Extracted records
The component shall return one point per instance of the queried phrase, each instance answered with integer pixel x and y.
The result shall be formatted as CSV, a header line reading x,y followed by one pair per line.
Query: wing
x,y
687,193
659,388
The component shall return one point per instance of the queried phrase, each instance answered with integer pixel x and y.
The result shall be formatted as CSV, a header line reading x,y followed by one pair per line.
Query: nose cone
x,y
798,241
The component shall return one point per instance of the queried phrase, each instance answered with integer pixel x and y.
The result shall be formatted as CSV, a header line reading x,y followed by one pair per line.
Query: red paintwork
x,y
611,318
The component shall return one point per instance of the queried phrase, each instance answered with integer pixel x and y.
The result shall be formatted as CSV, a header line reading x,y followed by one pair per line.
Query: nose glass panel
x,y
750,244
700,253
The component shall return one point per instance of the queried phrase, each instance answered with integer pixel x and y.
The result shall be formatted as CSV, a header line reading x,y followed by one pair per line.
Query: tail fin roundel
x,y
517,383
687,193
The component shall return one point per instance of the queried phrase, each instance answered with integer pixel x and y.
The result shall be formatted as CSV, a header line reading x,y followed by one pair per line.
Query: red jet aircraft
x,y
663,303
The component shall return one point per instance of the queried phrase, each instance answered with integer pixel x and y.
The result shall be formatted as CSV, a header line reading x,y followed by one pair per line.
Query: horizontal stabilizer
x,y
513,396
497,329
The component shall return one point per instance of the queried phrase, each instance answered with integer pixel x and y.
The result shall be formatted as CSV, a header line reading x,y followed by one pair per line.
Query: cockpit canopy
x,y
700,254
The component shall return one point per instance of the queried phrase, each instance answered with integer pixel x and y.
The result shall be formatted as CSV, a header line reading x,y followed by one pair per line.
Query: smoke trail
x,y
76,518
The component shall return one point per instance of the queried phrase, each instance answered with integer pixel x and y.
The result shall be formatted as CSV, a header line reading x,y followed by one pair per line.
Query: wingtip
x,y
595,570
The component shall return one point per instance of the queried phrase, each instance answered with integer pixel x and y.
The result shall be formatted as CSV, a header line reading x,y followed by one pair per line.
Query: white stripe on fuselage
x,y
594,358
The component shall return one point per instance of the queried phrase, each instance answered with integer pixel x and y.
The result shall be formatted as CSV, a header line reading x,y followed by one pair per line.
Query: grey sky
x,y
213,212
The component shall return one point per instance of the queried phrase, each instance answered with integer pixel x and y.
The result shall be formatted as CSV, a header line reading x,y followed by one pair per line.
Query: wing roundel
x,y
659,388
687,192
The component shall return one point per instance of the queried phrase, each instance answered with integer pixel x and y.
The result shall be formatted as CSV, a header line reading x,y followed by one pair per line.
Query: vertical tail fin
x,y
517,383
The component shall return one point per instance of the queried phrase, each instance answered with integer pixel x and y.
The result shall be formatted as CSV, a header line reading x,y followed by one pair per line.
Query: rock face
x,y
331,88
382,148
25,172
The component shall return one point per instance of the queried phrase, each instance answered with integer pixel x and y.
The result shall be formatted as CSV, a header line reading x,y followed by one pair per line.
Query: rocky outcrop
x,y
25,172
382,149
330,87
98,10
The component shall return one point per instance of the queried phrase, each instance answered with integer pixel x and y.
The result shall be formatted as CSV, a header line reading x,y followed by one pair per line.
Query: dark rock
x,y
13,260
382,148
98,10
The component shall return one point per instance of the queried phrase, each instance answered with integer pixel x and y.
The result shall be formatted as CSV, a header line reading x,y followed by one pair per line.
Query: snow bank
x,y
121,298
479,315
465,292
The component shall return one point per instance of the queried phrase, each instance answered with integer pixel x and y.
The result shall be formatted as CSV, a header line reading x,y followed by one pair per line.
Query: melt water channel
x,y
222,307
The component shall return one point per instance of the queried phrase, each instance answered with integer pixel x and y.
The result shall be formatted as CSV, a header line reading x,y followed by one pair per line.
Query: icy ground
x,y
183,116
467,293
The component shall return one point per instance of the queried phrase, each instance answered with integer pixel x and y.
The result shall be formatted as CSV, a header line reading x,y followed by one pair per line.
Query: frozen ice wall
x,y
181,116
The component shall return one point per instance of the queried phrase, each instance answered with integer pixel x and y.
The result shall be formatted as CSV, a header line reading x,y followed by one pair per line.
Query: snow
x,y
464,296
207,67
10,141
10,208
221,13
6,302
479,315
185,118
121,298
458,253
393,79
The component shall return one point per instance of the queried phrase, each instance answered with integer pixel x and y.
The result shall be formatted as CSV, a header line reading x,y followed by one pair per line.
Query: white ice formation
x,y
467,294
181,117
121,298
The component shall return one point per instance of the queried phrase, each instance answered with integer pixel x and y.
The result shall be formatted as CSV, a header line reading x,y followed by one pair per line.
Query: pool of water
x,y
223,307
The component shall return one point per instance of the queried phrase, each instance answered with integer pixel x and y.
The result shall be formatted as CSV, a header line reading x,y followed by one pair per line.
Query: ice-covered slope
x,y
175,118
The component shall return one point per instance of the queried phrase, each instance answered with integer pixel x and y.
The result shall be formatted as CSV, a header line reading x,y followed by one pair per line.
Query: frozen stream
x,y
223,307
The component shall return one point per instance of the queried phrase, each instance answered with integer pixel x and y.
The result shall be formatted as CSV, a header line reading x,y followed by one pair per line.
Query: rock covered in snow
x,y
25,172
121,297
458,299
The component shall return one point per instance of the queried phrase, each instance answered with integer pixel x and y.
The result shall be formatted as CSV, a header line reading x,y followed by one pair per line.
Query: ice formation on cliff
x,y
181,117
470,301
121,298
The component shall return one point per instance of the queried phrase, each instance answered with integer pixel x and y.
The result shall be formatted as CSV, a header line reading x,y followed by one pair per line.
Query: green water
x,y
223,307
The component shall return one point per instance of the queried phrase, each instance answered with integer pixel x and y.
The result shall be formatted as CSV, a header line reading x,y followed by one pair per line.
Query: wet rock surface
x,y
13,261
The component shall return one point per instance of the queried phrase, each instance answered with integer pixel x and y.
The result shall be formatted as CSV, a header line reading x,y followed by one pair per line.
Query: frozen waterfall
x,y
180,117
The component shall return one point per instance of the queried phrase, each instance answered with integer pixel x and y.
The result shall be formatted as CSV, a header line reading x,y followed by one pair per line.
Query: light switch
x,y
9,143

§ EXERCISE GOAL
Gather every line in the data above that contains the string "formation" and copy those lines out.

§ EXERCISE RESULT
Query: white ice formation
Query: ice formation on cliff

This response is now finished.